3 Bordering, the Internet, and Paraguayan Horses
chapter abstract

The Internet is the consummate space of digital textuality – both its mode and its means of circulation. Brazilian understandings of the liquidity and incumbent danger of the Internet are shaped by unequal bordering practices with Paraguay—a nation decimated by a war with Brazil and Argentina in the 1800s and continually reminded of its subaltern status in international negotiations over electricity and trade. The "Friendship Bridge" between Brazil and Paraguay is a site where digital textuality once again takes material form—as the technology required to consume public culture moves from lower-status Paraguay to higher-status Brazil in the context of capricious and sometimes violent policing. Many of these kinds of tensions manifest in a Brazilian expression; when something doesn't work properly, or when it purports to be of higher status than it really is, it is referred to as being "Paraguayan."

4 Pre-Papal Preparations and Cellularity
chapter abstract

Many of the large, informal economies that once housed piracy of DVDs, music, videogames, and software are now primarily concerned with cellular phones, cell phone repair, and phone accessories. Cellular phones represent an aspect of digital textuality that seeks to reduce response time, transcend space, condense communicative modalities, and amplify portability. The union of these characteristics dialogues with Brazilian engagements with inscription and broadcast, such as the landline telephone. Brazil's autocritique, found in notions of associated dependent development, continues to fuel anxieties that the nation has moved "too fast" and "skipped" developmental steps, raising problems of temporality. Nonetheless, the centrality of the cellular to contemporary Brazilian capitalism has amplified the capricious and violent nature of the policing of digital textuality.

5 Digital Textuality as Interruption
chapter abstract

The condensation and portability of the cellular phone lead to the device's capacity to make its users "always on." International cell phone companies and local providers celebrate the alignment of this flexibility with the neoliberal structure of work, but the always-on nature of cell phones leads to substantial anxiety in Brazil. Aside from developmentalist shaming, this form of digital textuality leads to a constant fear of "interruption"—not just of essential communicative processes, but of state functions and even of life itself. In the popular news media, obsessions develop with the ways criminal gangs make use of cellular communication to transcend the physical boundaries of prison, running the nation in illicit ways by "cloned" cellular phones in carrying out drug deals, prison riots, and murder.

Conclusion: Stationary Indians and Corporate Raiders
chapter abstract

One of the unique characteristics of digital textuality—in relation to the forms of textuality that preceded it—is the way it unites inscription and broadcasting. Quotidian communication not only involves making the text portable to future encounters, it also promulgates the text. The vectors of this promulgation create excitement when that text "blows up" or "goes viral," perhaps making its originator famous. However, when an untoward use of a text goes viral, contravening its original intentions and putting its authors at risk, the dark side of digital textuality comes into play. The interplay between IP maximalism and piracy allows us to see how modernity, and its association with contemporary capitalism, relies upon the modes of circulation encapsulated by digital textuality. A failure to understand how these simultaneously global and local approaches to digital textuality play out dooms us to repeat the back-and-forth that has characterized most contemporary approaches to IP.

+++

● **Assigned task A**
Answer these questions from the chapter abstracts:
(i) Which two nations fought the 1800s war that decimated Paraguay?
(ii) What name is given to the bridge between Brazil and Paraguay?
(iii) According to the conclusion, which two things does digital textuality unite?
● **Assigned task B**
Can you duplicate the part of the chapter abstracts starting with "5 Digital Textuality" and going on through "riots, and murder."?

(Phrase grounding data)
+++

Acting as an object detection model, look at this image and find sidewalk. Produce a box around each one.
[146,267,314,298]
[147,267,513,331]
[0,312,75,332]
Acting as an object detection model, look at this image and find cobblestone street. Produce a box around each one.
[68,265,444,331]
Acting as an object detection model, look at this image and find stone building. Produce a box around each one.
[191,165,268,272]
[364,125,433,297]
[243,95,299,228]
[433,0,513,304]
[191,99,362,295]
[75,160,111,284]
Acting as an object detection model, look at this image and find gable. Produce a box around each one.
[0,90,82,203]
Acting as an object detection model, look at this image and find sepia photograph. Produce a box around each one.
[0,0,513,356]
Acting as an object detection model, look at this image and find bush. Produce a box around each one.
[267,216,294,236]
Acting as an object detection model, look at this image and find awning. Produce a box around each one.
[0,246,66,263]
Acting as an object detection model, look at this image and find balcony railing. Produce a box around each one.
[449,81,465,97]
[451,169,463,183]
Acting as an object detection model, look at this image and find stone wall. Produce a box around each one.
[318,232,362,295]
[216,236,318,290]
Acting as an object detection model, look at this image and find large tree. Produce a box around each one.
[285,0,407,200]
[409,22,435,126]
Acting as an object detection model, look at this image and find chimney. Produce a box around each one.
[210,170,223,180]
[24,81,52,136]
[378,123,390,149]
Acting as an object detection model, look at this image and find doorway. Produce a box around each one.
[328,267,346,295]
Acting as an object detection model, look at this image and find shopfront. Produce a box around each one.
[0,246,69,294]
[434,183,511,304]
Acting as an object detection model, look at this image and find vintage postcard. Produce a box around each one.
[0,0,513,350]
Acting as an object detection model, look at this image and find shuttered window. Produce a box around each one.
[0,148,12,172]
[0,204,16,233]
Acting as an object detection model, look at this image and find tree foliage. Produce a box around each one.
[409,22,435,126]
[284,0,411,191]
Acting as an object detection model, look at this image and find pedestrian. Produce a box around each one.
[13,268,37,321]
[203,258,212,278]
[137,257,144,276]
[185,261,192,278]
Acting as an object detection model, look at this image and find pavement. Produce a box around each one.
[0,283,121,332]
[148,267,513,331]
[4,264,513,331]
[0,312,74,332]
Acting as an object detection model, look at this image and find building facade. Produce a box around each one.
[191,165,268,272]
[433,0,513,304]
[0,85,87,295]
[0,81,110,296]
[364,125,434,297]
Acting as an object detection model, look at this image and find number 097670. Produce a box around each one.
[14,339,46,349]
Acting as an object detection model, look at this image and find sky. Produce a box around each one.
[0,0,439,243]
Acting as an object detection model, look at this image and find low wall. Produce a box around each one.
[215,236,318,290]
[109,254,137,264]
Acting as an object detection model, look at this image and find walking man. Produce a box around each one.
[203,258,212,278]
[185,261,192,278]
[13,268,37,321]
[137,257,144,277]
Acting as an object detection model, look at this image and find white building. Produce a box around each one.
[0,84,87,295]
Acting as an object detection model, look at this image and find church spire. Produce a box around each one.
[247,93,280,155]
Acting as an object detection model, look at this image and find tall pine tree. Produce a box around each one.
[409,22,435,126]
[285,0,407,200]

+++

● **Your solution A**
(i) Brazil and Argentina
(ii) The "Friendship Bridge"
(iii) Inscription and broadcasting

● **Your solution B**
5 Digital Textuality as Interruption
chapter abstract

The condensation and portability of the cellular phone lead to the device's capacity to make its users "always on." International cell phone companies and local providers celebrate the alignment of this flexibility with the neoliberal structure of work, but the always-on nature of cell phones leads to substantial anxiety in Brazil. Aside from developmentalist shaming, this form of digital textuality leads to a constant fear of "interruption"—not just of essential communicative processes, but of state functions and even of life itself. In the popular news media, obsessions develop with the ways criminal gangs make use of cellular communication to transcend the physical boundaries of prison, running the nation in illicit ways by "cloned" cellular phones in carrying out drug deals, prison riots, and murder.